Availability of Staff
Office hours will be announced after the start of the semester and posted on the class web pages. We will be pleased to discuss with students at other available times. Please make an appointment by email for times other than the class period or office hours.
Homework
There will be (approximately) six homework sets during the semester. Problems will posted on the class web pagers; solutions will be posted on the web pages if it is feasible for us to have them in electronic form. Otherwise they will be handed out. Solutions to the problem sets will be due on Tuesdays of the week announced. For the grader's benefit, late solutions will be penalized: 75% credit for solutions turned in before the following Tuesday; no credit after that time. You may miss one homework set with no penalty.
Term Paper
Each student is expected to complete a term paper on a topic that he/she has investigated in more depth than would be possible as a topic in the course. A list of suggested topics will be given out, but each person can choose his or her own topic. Be sure to discuss the topic of your paper with Prof. Martin before proceeding! The primary objective of the term paper should be to describe a physics issue in such a way that other students at this level can benefit by reading the paper. It may be a summary of what is known about a research topic from the literature; it may describe a problem and its solution or partial solution; or it may describe a computational method for solving a problem. Appropriate references to the literature should be included just as in a paper to be published. The term papers should be typed in the style of a paper using REVTEX, which is the accepted format for Physical Review papers and is widely available. The final version should include figures and be in a single pdf or postscript file. The staff will help you with aspects of REVTEX. The term papers will be collected in a volume, reproduced, distributed to all students, and published electronically on the class web pages
Exams
The will be a mid-term and a final exam. The nature of the exams will be discussed well in advance of the exams.

- _Records provided_

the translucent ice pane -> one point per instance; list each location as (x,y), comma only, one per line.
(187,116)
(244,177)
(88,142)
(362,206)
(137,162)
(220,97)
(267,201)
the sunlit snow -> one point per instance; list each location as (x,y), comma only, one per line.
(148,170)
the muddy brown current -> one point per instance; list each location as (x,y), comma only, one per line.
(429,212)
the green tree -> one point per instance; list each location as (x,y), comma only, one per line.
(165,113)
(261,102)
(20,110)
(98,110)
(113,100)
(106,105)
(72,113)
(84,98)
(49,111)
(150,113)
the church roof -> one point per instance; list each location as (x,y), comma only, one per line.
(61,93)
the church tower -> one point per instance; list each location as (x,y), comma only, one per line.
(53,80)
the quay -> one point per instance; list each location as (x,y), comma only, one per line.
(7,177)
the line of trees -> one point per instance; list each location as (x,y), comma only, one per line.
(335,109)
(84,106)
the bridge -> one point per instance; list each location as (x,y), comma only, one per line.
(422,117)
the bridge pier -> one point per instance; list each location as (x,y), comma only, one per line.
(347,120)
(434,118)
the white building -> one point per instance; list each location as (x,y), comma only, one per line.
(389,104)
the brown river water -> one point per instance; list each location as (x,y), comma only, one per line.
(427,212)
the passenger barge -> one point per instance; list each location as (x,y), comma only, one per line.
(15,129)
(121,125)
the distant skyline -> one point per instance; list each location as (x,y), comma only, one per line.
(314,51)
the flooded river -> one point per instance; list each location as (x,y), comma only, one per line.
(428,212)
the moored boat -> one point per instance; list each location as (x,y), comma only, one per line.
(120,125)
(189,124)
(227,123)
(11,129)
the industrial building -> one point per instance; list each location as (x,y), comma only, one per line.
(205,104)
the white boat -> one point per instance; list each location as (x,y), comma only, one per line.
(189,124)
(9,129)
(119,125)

...

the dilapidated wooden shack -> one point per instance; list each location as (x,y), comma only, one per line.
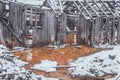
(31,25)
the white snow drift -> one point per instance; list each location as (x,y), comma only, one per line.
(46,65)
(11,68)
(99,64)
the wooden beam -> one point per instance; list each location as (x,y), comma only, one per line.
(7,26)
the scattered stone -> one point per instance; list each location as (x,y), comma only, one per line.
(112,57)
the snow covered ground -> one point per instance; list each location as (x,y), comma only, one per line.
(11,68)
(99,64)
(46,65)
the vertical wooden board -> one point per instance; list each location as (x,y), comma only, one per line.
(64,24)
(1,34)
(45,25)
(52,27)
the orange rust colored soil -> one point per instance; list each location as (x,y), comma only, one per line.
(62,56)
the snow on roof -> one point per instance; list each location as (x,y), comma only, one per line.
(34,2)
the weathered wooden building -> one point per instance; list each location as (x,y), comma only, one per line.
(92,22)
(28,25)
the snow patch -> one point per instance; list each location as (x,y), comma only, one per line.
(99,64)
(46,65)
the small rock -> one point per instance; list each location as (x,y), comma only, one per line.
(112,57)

* * *

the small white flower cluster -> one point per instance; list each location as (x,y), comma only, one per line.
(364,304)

- _Problems_
1: Copy out the course policies in full, word for word.
2: Count how many lines in the entries contain the string "bridge" and reply with that number alone.
The entries have no connection to the course policies.

- _Answers to the exercises_
1:
Availability of Staff
Office hours will be announced after the start of the semester and posted on the class web pages. We will be pleased to discuss with students at other available times. Please make an appointment by email for times other than the class period or office hours.
Homework
There will be (approximately) six homework sets during the semester. Problems will posted on the class web pagers; solutions will be posted on the web pages if it is feasible for us to have them in electronic form. Otherwise they will be handed out. Solutions to the problem sets will be due on Tuesdays of the week announced. For the grader's benefit, late solutions will be penalized: 75% credit for solutions turned in before the following Tuesday; no credit after that time. You may miss one homework set with no penalty.
Term Paper
Each student is expected to complete a term paper on a topic that he/she has investigated in more depth than would be possible as a topic in the course. A list of suggested topics will be given out, but each person can choose his or her own topic. Be sure to discuss the topic of your paper with Prof. Martin before proceeding! The primary objective of the term paper should be to describe a physics issue in such a way that other students at this level can benefit by reading the paper. It may be a summary of what is known about a research topic from the literature; it may describe a problem and its solution or partial solution; or it may describe a computational method for solving a problem. Appropriate references to the literature should be included just as in a paper to be published. The term papers should be typed in the style of a paper using REVTEX, which is the accepted format for Physical Review papers and is widely available. The final version should include figures and be in a single pdf or postscript file. The staff will help you with aspects of REVTEX. The term papers will be collected in a volume, reproduced, distributed to all students, and published electronically on the class web pages
Exams
The will be a mid-term and a final exam. The nature of the exams will be discussed well in advance of the exams.

2: 2